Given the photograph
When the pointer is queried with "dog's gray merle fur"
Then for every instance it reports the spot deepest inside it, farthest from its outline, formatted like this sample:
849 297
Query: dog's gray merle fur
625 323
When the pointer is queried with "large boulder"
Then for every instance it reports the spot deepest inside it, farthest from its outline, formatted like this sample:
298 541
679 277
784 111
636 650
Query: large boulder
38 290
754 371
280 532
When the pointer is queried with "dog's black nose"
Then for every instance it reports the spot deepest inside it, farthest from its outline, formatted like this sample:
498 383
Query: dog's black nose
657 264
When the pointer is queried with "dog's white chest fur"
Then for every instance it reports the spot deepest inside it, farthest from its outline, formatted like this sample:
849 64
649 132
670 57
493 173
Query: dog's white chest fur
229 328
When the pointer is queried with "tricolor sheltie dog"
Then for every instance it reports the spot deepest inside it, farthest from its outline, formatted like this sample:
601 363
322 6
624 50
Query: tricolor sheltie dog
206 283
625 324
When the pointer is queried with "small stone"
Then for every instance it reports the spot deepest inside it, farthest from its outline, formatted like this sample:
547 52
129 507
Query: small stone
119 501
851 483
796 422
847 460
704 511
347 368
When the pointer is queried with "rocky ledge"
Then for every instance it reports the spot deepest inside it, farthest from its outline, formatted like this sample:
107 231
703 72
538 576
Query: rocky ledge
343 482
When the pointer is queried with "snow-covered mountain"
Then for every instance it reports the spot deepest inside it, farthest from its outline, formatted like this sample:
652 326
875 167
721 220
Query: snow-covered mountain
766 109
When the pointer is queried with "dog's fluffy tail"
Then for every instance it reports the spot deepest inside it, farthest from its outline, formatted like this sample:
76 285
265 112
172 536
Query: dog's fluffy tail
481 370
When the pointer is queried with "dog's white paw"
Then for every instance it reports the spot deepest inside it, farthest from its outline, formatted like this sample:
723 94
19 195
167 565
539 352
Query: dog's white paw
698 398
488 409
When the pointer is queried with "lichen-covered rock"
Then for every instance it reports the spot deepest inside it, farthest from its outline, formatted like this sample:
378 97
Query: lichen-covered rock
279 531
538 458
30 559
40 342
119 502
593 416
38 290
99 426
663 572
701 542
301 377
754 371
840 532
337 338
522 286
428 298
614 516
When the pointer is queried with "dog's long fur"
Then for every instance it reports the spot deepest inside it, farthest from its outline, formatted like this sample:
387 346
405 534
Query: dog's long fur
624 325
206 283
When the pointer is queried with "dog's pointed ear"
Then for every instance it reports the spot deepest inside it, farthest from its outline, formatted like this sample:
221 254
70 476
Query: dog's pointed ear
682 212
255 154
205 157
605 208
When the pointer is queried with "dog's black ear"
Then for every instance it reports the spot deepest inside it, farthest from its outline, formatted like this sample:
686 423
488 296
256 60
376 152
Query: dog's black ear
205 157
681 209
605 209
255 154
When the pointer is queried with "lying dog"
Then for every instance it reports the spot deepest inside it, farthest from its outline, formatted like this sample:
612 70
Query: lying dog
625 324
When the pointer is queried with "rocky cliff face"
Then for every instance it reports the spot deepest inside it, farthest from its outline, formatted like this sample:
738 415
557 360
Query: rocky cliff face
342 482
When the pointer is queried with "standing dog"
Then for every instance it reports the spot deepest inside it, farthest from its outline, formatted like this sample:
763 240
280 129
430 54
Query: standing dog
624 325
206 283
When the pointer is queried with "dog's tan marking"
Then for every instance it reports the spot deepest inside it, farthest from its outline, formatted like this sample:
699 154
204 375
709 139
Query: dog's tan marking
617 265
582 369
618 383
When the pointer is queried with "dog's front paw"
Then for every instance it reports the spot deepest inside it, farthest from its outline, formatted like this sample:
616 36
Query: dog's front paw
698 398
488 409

* * * * *

Exercise brief ▸ Copy all of the data exactly.

Exercise answer ▸
Given the photograph
When the pointer is queried with "dog's gray merle fur"
Then for every instance it reports the spot deepest inside it, farthest from its outline, formatted like this sample:
849 297
Query: dog's gray merle fur
625 323
When the pointer is queried with "large boulder"
Then for every instance it reports the spot deepest inside it, farthest from its outline, formatted like this sample:
298 541
679 277
784 111
636 650
Query: large boulder
38 290
754 371
280 532
When the pointer is queried with "dog's black nose"
Then for every instance it reports the spot deepest inside it, farthest from its outline, formatted like this sample:
498 383
Query: dog's black nose
657 264
When the pointer is queried with "dog's white chest fur"
Then for every instance it reports the spot deepest inside it, farthest from its outline, formatted like this sample:
849 64
649 132
670 57
493 173
Query: dog's white chest fur
229 328
When the pointer is queried with "tricolor sheltie dog"
Then for every instance it reports the spot deepest inside it, farthest from its outline, formatted like this sample:
601 363
322 6
624 50
Query: tricolor sheltie dog
206 283
625 324
When the pointer is queried with "small stone"
Then for every instance it reports the spot deepest inside it, farthest from its outline, formatted like this sample:
547 52
129 507
Query: small stone
119 501
851 483
796 422
847 460
704 511
347 368
When the pointer is queried with "rocky ledge"
Then for every instance it reports the spot deepest inside it, farthest from its outline, formatted like this sample:
107 231
703 72
538 576
Query: rocky ledge
343 482
When the pointer is queried with "snow-covered mountain"
Then for every instance it reports the spot deepest inside it, farthest from its outline, formatted like this sample:
652 326
875 167
721 220
Query: snow-covered mountain
766 109
When the pointer is queried with "dog's fluffy tail"
Then for every instance it reports the spot deepest inside it, farthest from its outline, formatted like this sample:
76 285
265 112
172 536
Query: dog's fluffy tail
481 370
When the pointer is queried with "dog's white paw"
Then for every instance it reports the spot deepest inside it, farthest from its outline, formatted like this sample:
723 94
19 195
167 565
539 352
Query: dog's white paw
698 398
488 409
When the pointer is queried with "lichen-covered rock"
Then for every instance it reports the spot deepest inside it, farthest from its outline, formatted like this sample:
378 97
Query: lichen-covered rock
279 531
538 458
30 559
40 342
119 502
593 416
38 290
99 426
663 572
701 542
301 377
754 371
840 532
337 338
522 286
428 298
614 516
When the pointer is queried with "dog's long fur"
Then for every instance it reports the spot deepest inside it, farthest from its outline, formatted like this sample:
387 346
405 534
Query: dog's long fur
624 325
206 283
When the pointer is queried with "dog's pointed ear"
Then for every instance it reports the spot deepest inside it, farthest from its outline, formatted like this sample:
221 254
70 476
Query: dog's pointed ear
682 212
255 154
205 157
605 208
When the pointer is queried with "dog's black ear"
Then for every instance it reports the spot deepest inside it, farthest from its outline, formatted like this sample:
686 423
488 296
256 60
376 152
Query: dog's black ear
205 157
681 209
605 209
255 154
When the pointer is queried with "lying dog"
Then for every instance it reports the spot deepest inside it, farthest from its outline, formatted like this sample:
612 70
Query: lying dog
625 324
When the pointer is queried with "rocky cliff face"
Then for every instance it reports the spot deepest inside it, farthest from its outline, formatted like this sample:
738 415
557 360
Query: rocky cliff face
342 482
When the pointer is queried with "standing dog"
Then for every instance it reports the spot deepest inside it, farthest from its outline, formatted like this sample:
763 240
280 129
430 54
Query: standing dog
624 325
206 283
When the pointer is queried with "dog's tan marking"
Then for every instance it reports the spot deepest inside it, farthest from its outline, formatted like this sample:
699 154
204 375
709 139
Query: dog's tan marking
617 265
582 369
618 383
When the pointer is queried with "dog's front paw"
Then for every instance it reports the spot deepest inside it, farthest from its outline, formatted like this sample:
616 36
Query: dog's front paw
698 398
488 409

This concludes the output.